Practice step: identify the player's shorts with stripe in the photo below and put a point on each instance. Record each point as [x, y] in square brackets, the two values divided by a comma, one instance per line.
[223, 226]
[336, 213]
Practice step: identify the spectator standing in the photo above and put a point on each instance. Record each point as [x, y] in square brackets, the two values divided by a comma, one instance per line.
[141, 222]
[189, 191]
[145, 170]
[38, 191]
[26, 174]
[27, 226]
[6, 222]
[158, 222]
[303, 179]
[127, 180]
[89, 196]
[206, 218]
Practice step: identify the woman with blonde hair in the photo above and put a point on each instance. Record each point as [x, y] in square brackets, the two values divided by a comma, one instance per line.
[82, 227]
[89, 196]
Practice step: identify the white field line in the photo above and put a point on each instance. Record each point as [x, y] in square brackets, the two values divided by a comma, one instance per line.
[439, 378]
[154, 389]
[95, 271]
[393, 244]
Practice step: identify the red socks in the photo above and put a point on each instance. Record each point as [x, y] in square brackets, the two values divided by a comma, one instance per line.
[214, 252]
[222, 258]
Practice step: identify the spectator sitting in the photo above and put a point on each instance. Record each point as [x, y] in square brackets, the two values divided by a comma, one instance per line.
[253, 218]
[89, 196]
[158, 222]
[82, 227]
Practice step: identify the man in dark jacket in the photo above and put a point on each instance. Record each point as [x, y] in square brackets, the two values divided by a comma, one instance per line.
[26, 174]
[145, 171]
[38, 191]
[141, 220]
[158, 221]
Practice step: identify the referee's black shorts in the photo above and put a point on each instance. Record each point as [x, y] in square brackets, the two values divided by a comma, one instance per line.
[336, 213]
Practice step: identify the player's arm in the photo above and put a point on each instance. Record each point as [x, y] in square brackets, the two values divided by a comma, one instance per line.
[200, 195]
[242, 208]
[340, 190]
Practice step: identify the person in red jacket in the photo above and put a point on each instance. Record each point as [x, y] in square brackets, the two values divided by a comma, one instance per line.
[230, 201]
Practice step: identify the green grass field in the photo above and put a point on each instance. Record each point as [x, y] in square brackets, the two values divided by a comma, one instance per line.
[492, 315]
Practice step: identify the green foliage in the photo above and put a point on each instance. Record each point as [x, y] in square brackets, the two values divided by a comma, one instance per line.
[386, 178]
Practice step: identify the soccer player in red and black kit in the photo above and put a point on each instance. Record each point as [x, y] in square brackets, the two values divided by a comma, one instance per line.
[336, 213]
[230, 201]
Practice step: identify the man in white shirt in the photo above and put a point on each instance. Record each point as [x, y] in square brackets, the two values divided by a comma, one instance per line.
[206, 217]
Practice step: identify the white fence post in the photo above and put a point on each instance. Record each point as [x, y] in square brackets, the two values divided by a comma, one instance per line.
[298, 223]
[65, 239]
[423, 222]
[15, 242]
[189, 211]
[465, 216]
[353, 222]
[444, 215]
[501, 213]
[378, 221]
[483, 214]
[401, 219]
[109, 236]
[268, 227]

Exercise details
Extract, word for word, each line of the listing above.

Problem solution
Practice step: identify the player's shorts with stripe in the photo below and put a point on each instance. Record each point as [x, y] in square brackets, the two values divided by a comma, one instance per line.
[223, 226]
[336, 213]
Practice step: identify the spectator standing in the photo above and put a point on each instance. Record each point as [x, y] in square brackets, the two values divided by a comma, one instance per line.
[141, 222]
[189, 191]
[145, 170]
[38, 191]
[26, 174]
[27, 226]
[6, 222]
[158, 222]
[303, 179]
[127, 180]
[89, 196]
[206, 218]
Practice step: identify the woman with blonde hair in the photo above and put a point on each instance. Record each point as [x, y] in square brackets, the two values divided by a comma, one instance per line.
[82, 227]
[89, 196]
Practice step: identify the white field line in the photo above and put a point on each instance. Record each point as [x, y] in square brackets, the two values divided by a comma, one instance per line.
[439, 378]
[154, 389]
[95, 271]
[393, 244]
Practice step: identify the red socks in the photo above and put a point on each instance. Record each point as [x, y] in square brackets, the two values divided by a comma, one instance per line.
[214, 252]
[222, 258]
Practice step: identify the spectator sitting in the photo above and put a point on each instance. Record each point as [x, y] in square brackets, the two values divided by a comma, one instance per line.
[253, 218]
[89, 196]
[158, 222]
[82, 227]
Practice step: identify the man in dark jacket in the photo above and put a point on each instance. Record each point as [x, y] in square brackets, the two values divided by a comma, one instance per line.
[26, 174]
[145, 171]
[38, 191]
[141, 220]
[158, 221]
Practice step: identify the referee's black shorts in the photo above and put a point on each instance. Record each point as [x, y] in square brackets, the two values divided by a comma, one instance per line.
[336, 213]
Practice step: identify the player's arm in the photo above and put a point on each instance. Record each point as [x, y] in square brackets, the two values divided by a comma, one instance per line.
[200, 195]
[242, 208]
[340, 190]
Practice step: identify the person in red jacket in the photo above and put a point on each instance. Record each point as [x, y] in square brackets, the two values divided by a comma, one instance per line.
[230, 201]
Practice step: identify the green grass field in the photo above and put a point on each instance. Record each point as [x, y] in square brackets, the two values divided by a comma, one instance per line.
[492, 315]
Practice step: identify the green foliage in the photo above and put a point on each instance. Record each point as [x, y] in square brackets, the two values divided by a comma, one instance per line.
[386, 178]
Practice step: identify the soccer player in red and black kit in the photo above and put a point on each instance. Record each point as [x, y] in square brackets, the two values divided by a comma, one instance per line.
[336, 213]
[230, 201]
Practice step: identify the man in white shirt in the photo above and put a point on each instance. Record each point as [x, y] in square brackets, the two values divided by a comma, one instance per line.
[206, 217]
Practice step: identify the white fence post in the photo above and put a point on each instance. Record each point as [x, y] in square brackets, the two values divided by a comma, one instance per line.
[298, 223]
[65, 239]
[423, 222]
[15, 242]
[189, 211]
[465, 216]
[353, 222]
[444, 215]
[501, 213]
[378, 221]
[483, 214]
[401, 219]
[109, 236]
[268, 227]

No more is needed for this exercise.